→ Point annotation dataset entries
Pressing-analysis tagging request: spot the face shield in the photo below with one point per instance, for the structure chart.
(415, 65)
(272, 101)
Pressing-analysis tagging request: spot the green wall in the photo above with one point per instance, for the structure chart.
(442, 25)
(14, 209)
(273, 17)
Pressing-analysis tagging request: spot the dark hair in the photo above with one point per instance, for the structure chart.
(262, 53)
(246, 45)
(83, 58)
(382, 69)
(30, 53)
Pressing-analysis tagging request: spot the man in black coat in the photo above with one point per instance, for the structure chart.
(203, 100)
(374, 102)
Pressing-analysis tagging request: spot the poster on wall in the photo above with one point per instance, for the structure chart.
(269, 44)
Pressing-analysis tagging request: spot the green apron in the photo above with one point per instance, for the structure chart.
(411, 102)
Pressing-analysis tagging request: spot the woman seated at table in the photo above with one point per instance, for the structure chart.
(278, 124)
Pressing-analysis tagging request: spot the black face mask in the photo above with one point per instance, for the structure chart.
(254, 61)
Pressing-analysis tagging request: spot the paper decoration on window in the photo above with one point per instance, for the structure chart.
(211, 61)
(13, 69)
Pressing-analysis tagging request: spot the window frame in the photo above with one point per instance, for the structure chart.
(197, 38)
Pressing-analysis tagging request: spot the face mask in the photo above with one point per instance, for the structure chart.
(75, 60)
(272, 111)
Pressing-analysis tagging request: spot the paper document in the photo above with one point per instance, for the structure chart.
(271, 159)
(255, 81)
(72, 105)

→ The task
Set out all of the entries above as a numbered list, omitting any blank lines.

→ Completed exercise
1. Pressing-analysis tagging request: spot the face shield in the photo below with one point per instance, for the structure chart.
2. (415, 65)
3. (272, 101)
4. Pressing-analysis tagging request: spot the green wall in the photo above with one point per instance, for the structure chart.
5. (442, 25)
6. (14, 209)
7. (273, 17)
8. Pressing-analysis tagging request: spot the dark hair in the photo above with one point per instance, for the structure chart.
9. (262, 53)
10. (246, 45)
11. (83, 58)
12. (382, 69)
13. (30, 53)
14. Pressing-analysis tagging request: spot the man in black coat in the photo above with one point per instance, for the structure chart.
15. (203, 100)
16. (374, 102)
17. Pressing-analysis tagging request: spot the poster on wall in the photo above with one point per instance, for the structure chart.
18. (269, 44)
19. Pressing-analysis tagging request: spot the green apron in the photo above with one point per instance, for the structure chart.
20. (411, 102)
21. Pressing-analysis tagging request: spot the woman seated at table in the photo above with one point per instance, for the structure chart.
22. (278, 124)
23. Pressing-analysis tagging request: spot the black face mask in the photo above with one point per instance, for the structure chart.
24. (254, 61)
25. Pressing-analysis tagging request: spot the paper decoration on window in the photo above with one point per instance, for the structure chart.
26. (211, 61)
27. (13, 69)
28. Pressing-analysis tagging request: spot the window frame in the photo above with one point per instance, for the structure chart.
29. (197, 38)
30. Pressing-analysis tagging request: spot the face mask in the photo above with one point per instance, for the structure chart.
31. (75, 60)
32. (272, 111)
33. Pressing-analysis tagging request: spot the paper document in the photo above with one point per instance, for the structure chart.
34. (271, 159)
35. (255, 81)
36. (72, 105)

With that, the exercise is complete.